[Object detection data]
+ + + + +

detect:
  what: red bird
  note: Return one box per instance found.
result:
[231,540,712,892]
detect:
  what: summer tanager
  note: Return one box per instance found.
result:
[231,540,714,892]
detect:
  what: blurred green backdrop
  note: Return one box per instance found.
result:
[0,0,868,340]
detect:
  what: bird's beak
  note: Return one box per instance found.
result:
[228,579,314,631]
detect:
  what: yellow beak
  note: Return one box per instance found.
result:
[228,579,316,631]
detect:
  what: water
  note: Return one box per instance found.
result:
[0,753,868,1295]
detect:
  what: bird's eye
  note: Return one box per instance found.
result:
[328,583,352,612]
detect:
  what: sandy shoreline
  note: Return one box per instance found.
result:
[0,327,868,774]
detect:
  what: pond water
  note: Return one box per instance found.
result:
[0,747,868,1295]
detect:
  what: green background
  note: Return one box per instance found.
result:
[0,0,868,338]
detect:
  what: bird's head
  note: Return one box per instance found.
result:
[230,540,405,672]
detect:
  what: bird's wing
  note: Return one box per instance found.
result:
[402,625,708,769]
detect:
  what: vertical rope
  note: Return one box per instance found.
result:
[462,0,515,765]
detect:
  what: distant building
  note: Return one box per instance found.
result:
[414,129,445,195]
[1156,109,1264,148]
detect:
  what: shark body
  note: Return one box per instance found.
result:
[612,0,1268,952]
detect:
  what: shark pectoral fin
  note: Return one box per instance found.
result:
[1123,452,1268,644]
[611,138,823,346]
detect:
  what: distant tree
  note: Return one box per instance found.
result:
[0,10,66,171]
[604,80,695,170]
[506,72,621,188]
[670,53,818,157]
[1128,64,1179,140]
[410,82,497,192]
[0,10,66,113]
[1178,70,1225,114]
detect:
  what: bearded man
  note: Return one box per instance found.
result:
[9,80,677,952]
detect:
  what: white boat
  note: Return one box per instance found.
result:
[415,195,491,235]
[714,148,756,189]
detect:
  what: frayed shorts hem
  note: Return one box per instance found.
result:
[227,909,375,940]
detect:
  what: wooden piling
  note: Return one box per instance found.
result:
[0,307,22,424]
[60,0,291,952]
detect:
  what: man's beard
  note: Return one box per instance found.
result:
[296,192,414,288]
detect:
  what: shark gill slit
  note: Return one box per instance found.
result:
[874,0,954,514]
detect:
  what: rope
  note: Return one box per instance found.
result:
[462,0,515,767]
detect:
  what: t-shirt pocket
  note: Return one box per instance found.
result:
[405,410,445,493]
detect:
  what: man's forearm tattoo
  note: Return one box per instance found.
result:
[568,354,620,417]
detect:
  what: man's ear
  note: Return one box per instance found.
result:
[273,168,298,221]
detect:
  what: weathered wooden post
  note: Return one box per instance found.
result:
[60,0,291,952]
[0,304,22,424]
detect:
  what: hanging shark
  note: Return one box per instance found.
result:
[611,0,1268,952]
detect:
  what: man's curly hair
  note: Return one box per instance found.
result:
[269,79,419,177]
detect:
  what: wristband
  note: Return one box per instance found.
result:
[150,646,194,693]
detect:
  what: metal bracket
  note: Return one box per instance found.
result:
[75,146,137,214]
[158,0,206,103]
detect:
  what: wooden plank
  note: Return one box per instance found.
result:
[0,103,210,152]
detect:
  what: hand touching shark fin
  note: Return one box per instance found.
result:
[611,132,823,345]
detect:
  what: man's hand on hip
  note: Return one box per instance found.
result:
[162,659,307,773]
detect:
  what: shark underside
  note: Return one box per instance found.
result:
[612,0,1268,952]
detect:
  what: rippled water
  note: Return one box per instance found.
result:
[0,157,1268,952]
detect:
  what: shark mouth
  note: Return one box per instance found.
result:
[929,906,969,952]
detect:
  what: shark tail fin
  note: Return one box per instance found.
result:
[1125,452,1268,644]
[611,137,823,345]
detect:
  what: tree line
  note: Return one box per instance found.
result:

+ + + + +

### [EXERCISE GOAL]
Rewrite the lines above as a JSON list of strings, with one string per line and any blank lines left out.

### [THE RESULT]
[
  "detect:",
  "  what: red bird",
  "  note: Return one box per instance found.",
  "result:",
  "[231,540,712,892]",
  "detect:",
  "  what: summer tanager",
  "  note: Return one box per instance found.",
  "result:",
  "[231,540,714,892]",
  "detect:",
  "  what: blurred green backdrop",
  "  note: Return one box per instance found.",
  "result:",
  "[0,0,868,340]",
  "detect:",
  "  what: bird's beak",
  "  note: Return one box per instance found.",
  "result:",
  "[228,579,314,631]",
  "detect:",
  "  what: yellow beak",
  "  note: Return one box per instance found.",
  "result:",
  "[228,579,316,631]",
  "detect:",
  "  what: water",
  "  note: Return one box per instance found.",
  "result:",
  "[0,753,868,1295]",
  "detect:",
  "  what: bird's eye",
  "  note: Return one box per instance found.",
  "result:",
  "[328,583,352,612]",
  "detect:",
  "  what: sandy shoreline",
  "  note: Return one box per instance found.",
  "result:",
  "[0,327,868,774]",
  "detect:",
  "  what: pond water",
  "  note: Return one box per instance found.",
  "result:",
  "[0,747,868,1295]",
  "detect:",
  "  what: green background",
  "  note: Return one box per instance found.",
  "result:",
  "[0,0,868,338]",
  "detect:",
  "  what: bird's head",
  "  note: Return one box per instance found.",
  "result:",
  "[230,540,405,672]",
  "detect:",
  "  what: bird's wing",
  "  note: Return one box per instance found.",
  "result:",
  "[402,625,708,769]",
  "detect:",
  "  what: vertical rope",
  "  note: Return one box per instance found.",
  "result:",
  "[462,0,515,765]",
  "detect:",
  "  what: distant building",
  "  note: Return one box per instance found.",
  "result:",
  "[414,129,445,195]",
  "[1156,109,1264,148]",
  "detect:",
  "  what: shark body",
  "  note: Return one box per instance found.",
  "result:",
  "[612,0,1268,952]",
  "detect:",
  "  what: shark pectoral fin",
  "  note: Return one box per instance found.",
  "result:",
  "[1123,452,1268,644]",
  "[611,138,823,346]",
  "detect:",
  "  what: distant tree",
  "  note: Return one box per instance found.",
  "result:",
  "[0,10,66,171]",
  "[604,80,695,170]",
  "[506,72,621,188]",
  "[670,53,818,157]",
  "[1128,64,1179,140]",
  "[410,82,497,192]",
  "[0,10,66,113]",
  "[1178,70,1225,114]",
  "detect:",
  "  what: bearded man",
  "  note: Return one box per instance found.",
  "result:",
  "[9,80,677,952]",
  "detect:",
  "  what: white boat",
  "  note: Return one box per instance found.",
  "result:",
  "[415,195,491,235]",
  "[714,148,756,189]",
  "detect:",
  "  what: frayed shorts hem",
  "  note: Return one box per instance found.",
  "result:",
  "[227,909,375,940]",
  "detect:",
  "  what: wooden piling",
  "  note: Return one box per instance found.",
  "result:",
  "[0,307,22,424]",
  "[60,0,291,952]",
  "detect:",
  "  what: man's beard",
  "  note: Return one box per instance found.",
  "result:",
  "[296,192,414,288]",
  "detect:",
  "  what: shark gill slit",
  "  note: Return one box per instance found.",
  "result:",
  "[874,0,954,514]",
  "detect:",
  "  what: rope",
  "  note: Return one box per instance found.",
  "result:",
  "[462,0,515,767]",
  "detect:",
  "  what: t-shirt pocket",
  "  note: Return one box per instance found.",
  "result:",
  "[405,410,445,493]",
  "detect:",
  "  what: man's forearm tattoo",
  "  note: Return one box per instance found.",
  "result:",
  "[568,354,620,417]",
  "detect:",
  "  what: man's ear",
  "  note: Return one box per instance found.",
  "result:",
  "[273,168,298,221]",
  "detect:",
  "  what: weathered wooden post",
  "  note: Return one box per instance found.",
  "result:",
  "[60,0,291,952]",
  "[0,304,22,424]",
  "detect:",
  "  what: hanging shark",
  "  note: Return one box per instance found.",
  "result:",
  "[611,0,1268,952]",
  "detect:",
  "  what: man's curly hair",
  "  note: Return one box per instance found.",
  "result:",
  "[269,79,419,177]",
  "detect:",
  "  what: wristband",
  "  note: Return one box per instance found.",
  "result:",
  "[150,646,194,693]",
  "detect:",
  "  what: metal bracket",
  "  note: Return one box per instance found.",
  "result:",
  "[75,146,137,214]",
  "[158,0,206,103]",
  "detect:",
  "  what: wooden plank",
  "  note: Return one box per instance found.",
  "result:",
  "[0,103,210,152]",
  "detect:",
  "  what: hand touching shark fin",
  "  note: Return one box per instance found.",
  "result:",
  "[611,132,823,345]",
  "detect:",
  "  what: man's hand on hip",
  "  note: Return one box per instance found.",
  "result:",
  "[162,659,307,773]",
  "detect:",
  "  what: shark underside",
  "  note: Return one box per instance found.",
  "result:",
  "[612,0,1268,952]",
  "detect:",
  "  what: rippled water",
  "  note: Return one box per instance found.",
  "result:",
  "[0,157,1268,952]",
  "detect:",
  "  what: shark mouth",
  "  note: Return one box per instance found.",
  "result:",
  "[929,906,969,952]",
  "detect:",
  "  what: shark tail fin",
  "  note: Return one box per instance found.",
  "result:",
  "[1125,452,1268,644]",
  "[611,137,823,345]",
  "detect:",
  "  what: tree line",
  "  note: Return one box per instance found.",
  "result:"
]